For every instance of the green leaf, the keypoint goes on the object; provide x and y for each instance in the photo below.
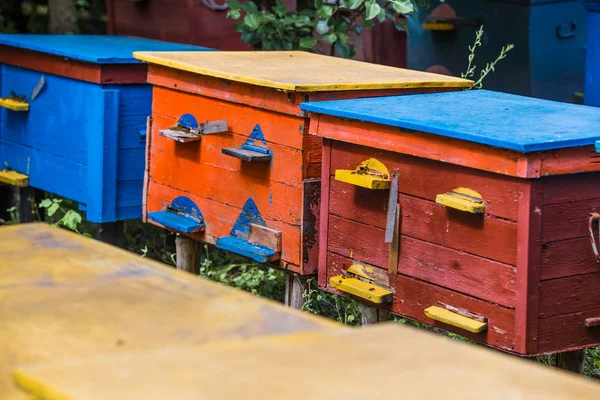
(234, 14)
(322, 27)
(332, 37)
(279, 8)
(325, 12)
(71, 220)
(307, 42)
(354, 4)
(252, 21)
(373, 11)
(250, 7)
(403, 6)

==

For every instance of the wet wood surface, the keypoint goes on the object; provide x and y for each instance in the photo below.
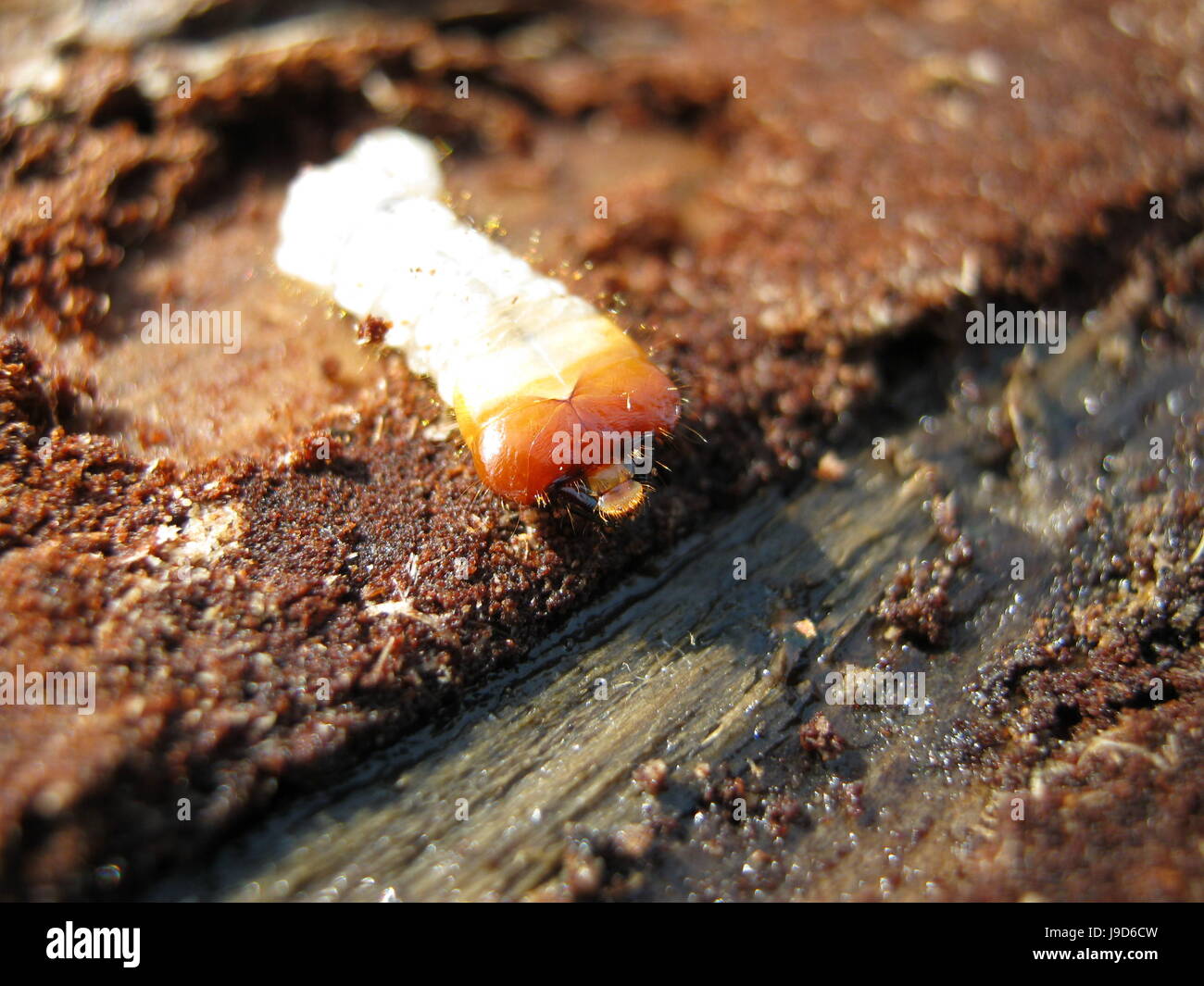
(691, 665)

__What the task requires__
State how many lines in the rows above contain the string "below", matching case exactly. Reply with the number alone.

__Solution for this task__
2